Exercise data |
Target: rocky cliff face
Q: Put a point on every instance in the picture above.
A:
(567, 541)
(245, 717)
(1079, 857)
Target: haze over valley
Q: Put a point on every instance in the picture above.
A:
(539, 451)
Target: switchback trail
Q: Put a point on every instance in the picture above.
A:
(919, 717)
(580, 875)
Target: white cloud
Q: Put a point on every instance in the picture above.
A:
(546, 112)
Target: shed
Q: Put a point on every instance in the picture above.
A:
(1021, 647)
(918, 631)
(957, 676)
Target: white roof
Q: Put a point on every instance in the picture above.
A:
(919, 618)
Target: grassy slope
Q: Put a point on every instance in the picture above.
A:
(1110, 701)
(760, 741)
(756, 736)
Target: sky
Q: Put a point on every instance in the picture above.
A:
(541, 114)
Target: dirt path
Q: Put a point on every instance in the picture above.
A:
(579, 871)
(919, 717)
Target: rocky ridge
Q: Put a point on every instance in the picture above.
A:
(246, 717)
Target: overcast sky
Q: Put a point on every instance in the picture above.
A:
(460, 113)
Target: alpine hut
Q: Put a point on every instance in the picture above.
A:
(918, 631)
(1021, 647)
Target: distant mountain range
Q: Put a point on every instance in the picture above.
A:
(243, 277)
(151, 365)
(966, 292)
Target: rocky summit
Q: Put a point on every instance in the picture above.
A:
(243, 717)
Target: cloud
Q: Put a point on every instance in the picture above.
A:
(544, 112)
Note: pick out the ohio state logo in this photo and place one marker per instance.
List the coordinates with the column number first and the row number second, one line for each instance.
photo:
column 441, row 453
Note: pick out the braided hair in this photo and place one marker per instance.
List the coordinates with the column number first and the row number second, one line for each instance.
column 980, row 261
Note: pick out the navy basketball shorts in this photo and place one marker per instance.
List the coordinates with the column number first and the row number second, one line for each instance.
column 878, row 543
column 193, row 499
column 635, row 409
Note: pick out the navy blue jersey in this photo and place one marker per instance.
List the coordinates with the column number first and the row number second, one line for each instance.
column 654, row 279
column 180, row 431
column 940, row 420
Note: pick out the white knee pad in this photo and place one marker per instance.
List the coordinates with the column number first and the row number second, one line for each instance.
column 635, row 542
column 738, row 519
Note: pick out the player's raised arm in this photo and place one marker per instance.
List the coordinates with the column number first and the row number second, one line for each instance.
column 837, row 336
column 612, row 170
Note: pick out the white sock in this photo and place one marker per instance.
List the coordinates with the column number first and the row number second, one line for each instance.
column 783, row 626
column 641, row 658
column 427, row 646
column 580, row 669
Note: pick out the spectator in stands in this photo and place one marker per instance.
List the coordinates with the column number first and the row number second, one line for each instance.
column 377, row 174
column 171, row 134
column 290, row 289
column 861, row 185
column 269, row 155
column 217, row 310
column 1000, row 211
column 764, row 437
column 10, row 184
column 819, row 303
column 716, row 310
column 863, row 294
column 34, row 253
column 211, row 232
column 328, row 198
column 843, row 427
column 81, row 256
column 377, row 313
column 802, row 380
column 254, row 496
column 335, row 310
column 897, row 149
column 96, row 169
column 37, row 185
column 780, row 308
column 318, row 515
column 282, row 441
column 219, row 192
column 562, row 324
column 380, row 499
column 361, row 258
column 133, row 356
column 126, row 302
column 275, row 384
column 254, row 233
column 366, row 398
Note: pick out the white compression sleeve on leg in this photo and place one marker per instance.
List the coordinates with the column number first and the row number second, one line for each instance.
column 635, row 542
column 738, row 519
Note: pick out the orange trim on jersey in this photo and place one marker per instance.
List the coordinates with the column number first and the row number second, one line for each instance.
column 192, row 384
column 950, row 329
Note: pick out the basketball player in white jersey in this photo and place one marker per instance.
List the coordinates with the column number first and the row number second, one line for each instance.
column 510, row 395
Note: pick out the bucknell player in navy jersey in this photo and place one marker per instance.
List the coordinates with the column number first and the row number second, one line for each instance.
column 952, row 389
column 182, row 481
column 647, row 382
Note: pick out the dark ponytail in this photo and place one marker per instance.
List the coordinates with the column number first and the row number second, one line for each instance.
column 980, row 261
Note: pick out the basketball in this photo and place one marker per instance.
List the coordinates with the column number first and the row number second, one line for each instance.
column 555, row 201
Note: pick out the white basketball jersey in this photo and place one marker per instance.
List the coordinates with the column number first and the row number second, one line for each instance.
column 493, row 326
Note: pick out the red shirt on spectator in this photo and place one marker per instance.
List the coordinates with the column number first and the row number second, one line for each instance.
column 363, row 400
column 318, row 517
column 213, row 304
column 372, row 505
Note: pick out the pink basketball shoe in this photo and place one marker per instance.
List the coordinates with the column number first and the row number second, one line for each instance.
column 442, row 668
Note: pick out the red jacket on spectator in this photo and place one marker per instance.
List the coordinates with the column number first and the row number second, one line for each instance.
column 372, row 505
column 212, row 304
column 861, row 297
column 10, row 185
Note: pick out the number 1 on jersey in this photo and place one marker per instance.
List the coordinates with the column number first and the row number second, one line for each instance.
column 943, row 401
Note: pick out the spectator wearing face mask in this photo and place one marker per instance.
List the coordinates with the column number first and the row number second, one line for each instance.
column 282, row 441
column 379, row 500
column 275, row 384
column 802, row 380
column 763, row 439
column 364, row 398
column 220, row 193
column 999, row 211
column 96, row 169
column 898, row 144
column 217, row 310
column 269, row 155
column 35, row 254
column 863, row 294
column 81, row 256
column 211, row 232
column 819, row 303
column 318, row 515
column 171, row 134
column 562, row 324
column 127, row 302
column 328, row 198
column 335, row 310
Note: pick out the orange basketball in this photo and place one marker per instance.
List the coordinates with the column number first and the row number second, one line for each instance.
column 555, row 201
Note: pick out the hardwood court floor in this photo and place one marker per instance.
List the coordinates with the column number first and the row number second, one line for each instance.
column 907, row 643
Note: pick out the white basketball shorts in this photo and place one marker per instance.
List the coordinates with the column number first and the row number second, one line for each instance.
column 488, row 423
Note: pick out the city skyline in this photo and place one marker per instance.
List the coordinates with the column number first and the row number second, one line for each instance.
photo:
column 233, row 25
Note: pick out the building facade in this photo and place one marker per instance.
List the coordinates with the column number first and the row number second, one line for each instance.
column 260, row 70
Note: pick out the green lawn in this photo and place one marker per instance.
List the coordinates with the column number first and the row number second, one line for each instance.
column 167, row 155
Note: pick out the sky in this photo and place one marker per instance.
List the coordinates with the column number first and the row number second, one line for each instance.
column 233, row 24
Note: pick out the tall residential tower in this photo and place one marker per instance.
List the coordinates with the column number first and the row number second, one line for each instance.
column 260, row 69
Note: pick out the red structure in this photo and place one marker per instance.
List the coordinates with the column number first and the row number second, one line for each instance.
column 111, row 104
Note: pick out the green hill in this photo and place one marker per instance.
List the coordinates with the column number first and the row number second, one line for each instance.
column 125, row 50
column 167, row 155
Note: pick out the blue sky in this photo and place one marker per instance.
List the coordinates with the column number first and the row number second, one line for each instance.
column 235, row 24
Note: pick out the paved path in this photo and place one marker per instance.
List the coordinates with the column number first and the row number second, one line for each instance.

Work instruction | Print every entry exactly as it appears.

Solution for this exercise |
Target: rocky cliff face
Q: Put a point on every instance in the picture above.
A:
(567, 541)
(245, 717)
(1079, 857)
Target: haze over valley
Q: Put a point on every instance in the picture above.
A:
(539, 451)
Target: switchback trail
Q: Put a point on every instance in the picture above.
A:
(919, 717)
(580, 875)
Target: white cloud
Q: Put a point on every instance in the picture above.
A:
(546, 112)
Target: shed
Q: Put a point on every instance in the picture above.
A:
(1021, 647)
(918, 631)
(957, 676)
Target: white roof
Q: Put a point on every instance in the picture above.
A:
(919, 618)
Target: grassy slope
Q: Put a point on every instance in the picture above.
A:
(1110, 701)
(760, 741)
(756, 736)
Target: sky
Q: Put a point on every instance in the picture above.
A:
(541, 114)
Target: dirt path
Q: Put a point on every instance in the picture above.
A:
(579, 871)
(919, 717)
Target: rocky ridge
Q: Put a point on every instance in the picture above.
A:
(246, 717)
Target: overcast sky
Q: Put a point on every instance in the picture above.
A:
(460, 113)
Target: alpine hut
Q: Put a point on every instance in the picture above.
A:
(918, 631)
(1021, 647)
Target: distant mountain range
Q: Put a point on every instance in the picture above.
A:
(243, 277)
(151, 365)
(966, 292)
Target: rocky summit
Q: Put a point on every instance in the picture above.
A:
(243, 717)
Target: cloud
Q: Put a point on every instance in the picture above.
A:
(544, 112)
Note: pick out the ohio state logo in this photo and place one marker per instance.
List the coordinates with the column number first and the row number second, one line for each instance.
photo:
column 441, row 453
Note: pick out the braided hair in this photo and place one marker per instance.
List the coordinates with the column number first and the row number second, one line for each instance.
column 980, row 261
Note: pick out the navy basketball shorts in this photo and place one marker per instance.
List the coordinates with the column number first and the row number second, one line for each instance.
column 878, row 543
column 193, row 499
column 635, row 409
Note: pick out the navy blue jersey in this photo and place one marker per instance.
List the coordinates with the column number first and the row number second, one line for each instance.
column 654, row 279
column 180, row 431
column 940, row 420
Note: pick out the white knee pad in this photo and place one marker per instance.
List the coordinates with the column number first and the row number second, one line for each instance.
column 635, row 542
column 738, row 519
Note: pick out the player's raised arm in this photo and place one marker per instance.
List the coordinates with the column number first and the row number second, one line for each instance.
column 837, row 336
column 612, row 170
Note: pick out the white sock in this photo and place one marker per instance.
List the coordinates with the column number first and the row number second, one line for each instance.
column 783, row 626
column 641, row 658
column 427, row 646
column 580, row 669
Note: pick out the spectator in stands in this photo and place one marker per instance.
List the coordinates with the column number first and the row number second, one line for each instance.
column 377, row 174
column 171, row 134
column 290, row 289
column 861, row 185
column 269, row 155
column 217, row 310
column 1000, row 211
column 764, row 437
column 10, row 184
column 819, row 303
column 716, row 310
column 863, row 294
column 34, row 253
column 211, row 232
column 328, row 198
column 843, row 427
column 81, row 256
column 377, row 313
column 802, row 380
column 254, row 496
column 335, row 310
column 897, row 149
column 96, row 169
column 37, row 185
column 780, row 308
column 318, row 515
column 282, row 441
column 219, row 192
column 562, row 324
column 380, row 499
column 361, row 258
column 133, row 356
column 126, row 302
column 275, row 384
column 254, row 233
column 366, row 398
Note: pick out the white compression sleeve on leg in this photo and place one marker per instance.
List the coordinates with the column number first and the row number second, one line for each instance.
column 635, row 542
column 738, row 519
Note: pick out the orange trim on jersey in this photo and place one marker per instance.
List the coordinates with the column number first and the row number second, one line for each instance.
column 192, row 384
column 950, row 329
Note: pick out the basketball player in white jersey in this photo and place one marker per instance.
List the coordinates with the column number first and the row number second, one line for each instance.
column 510, row 395
Note: pick out the bucknell player in navy jersey in this photo and place one marker per instance.
List the coordinates with the column number first and the row number second, one line for each instance.
column 952, row 389
column 182, row 481
column 647, row 382
Note: pick out the dark ponytail in this photo and place one marker per instance.
List the coordinates with the column number first and the row number second, one line for each instance.
column 980, row 261
Note: pick out the basketball in this photo and place one marker per instance.
List the coordinates with the column number first and the row number second, one line for each instance.
column 555, row 201
Note: pick out the white basketball jersey in this photo and place one marker per instance.
List the coordinates with the column number first and the row number second, one line for each instance.
column 493, row 326
Note: pick out the red shirt on spectator in this photo and place one marker per instance.
List the coordinates with the column number first and the row number second, one line for each instance.
column 363, row 400
column 318, row 517
column 213, row 304
column 372, row 505
Note: pick out the pink basketball shoe in this photo and place one marker per instance.
List the coordinates with the column number first and the row number second, one line for each instance.
column 442, row 668
Note: pick out the red jacket on spectator in this photo and place one marker per instance.
List the coordinates with the column number first and the row number second, one line for each instance.
column 372, row 505
column 212, row 304
column 861, row 297
column 10, row 185
Note: pick out the number 1 on jersey in this photo and place one marker per instance.
List the coordinates with the column number first and the row number second, one line for each instance.
column 943, row 401
Note: pick out the spectator wearing face mask in this photo and place one marker per instance.
List the coordinates with the column number first and the row number second, one line for each instance.
column 282, row 441
column 379, row 500
column 275, row 384
column 802, row 380
column 763, row 439
column 364, row 398
column 220, row 193
column 999, row 211
column 96, row 169
column 898, row 144
column 217, row 310
column 269, row 155
column 35, row 254
column 863, row 294
column 81, row 256
column 211, row 232
column 819, row 303
column 318, row 515
column 171, row 134
column 562, row 324
column 127, row 302
column 328, row 198
column 335, row 310
Note: pick out the orange basketball in this photo and place one marker per instance.
List the coordinates with the column number first and the row number second, one line for each instance.
column 555, row 201
Note: pick out the hardwood court floor in this photo and place one marker per instance.
List the coordinates with the column number first and the row number second, one line for each instance.
column 907, row 643
Note: pick out the white basketball shorts in this photo and place one marker per instance.
List the coordinates with the column number first and the row number second, one line for each instance.
column 488, row 423
Note: pick out the city skyline in this photo and place one marker per instance.
List the coordinates with the column number first and the row number second, one line for each instance.
photo:
column 233, row 25
Note: pick out the building facade in this photo and place one marker per instance.
List the coordinates with the column number first and the row number second, one line for each instance.
column 260, row 70
Note: pick out the green lawn in this photo and place one marker per instance.
List the coordinates with the column number first and the row number second, one line for each instance.
column 167, row 155
Note: pick out the sky in this photo and place one marker per instance.
List the coordinates with the column number first and the row number second, one line for each instance.
column 233, row 24
Note: pick out the tall residential tower in this photo and place one marker per instance.
List the coordinates with the column number first and the row number second, one line for each instance.
column 260, row 69
Note: pick out the red structure in this photo and place one marker per instance.
List the coordinates with the column number first and the row number second, one line for each instance.
column 111, row 104
Note: pick out the green hill in this photo and place one marker per instance.
List the coordinates with the column number first and the row number second, one line for each instance.
column 125, row 50
column 167, row 155
Note: pick out the blue sky in this photo and place one marker per instance.
List the coordinates with the column number first and the row number second, one line for each instance.
column 235, row 24
Note: pick out the paved path in this photo and place one marker per instance.
List the coordinates with the column number first and the row number second, one line for each instance.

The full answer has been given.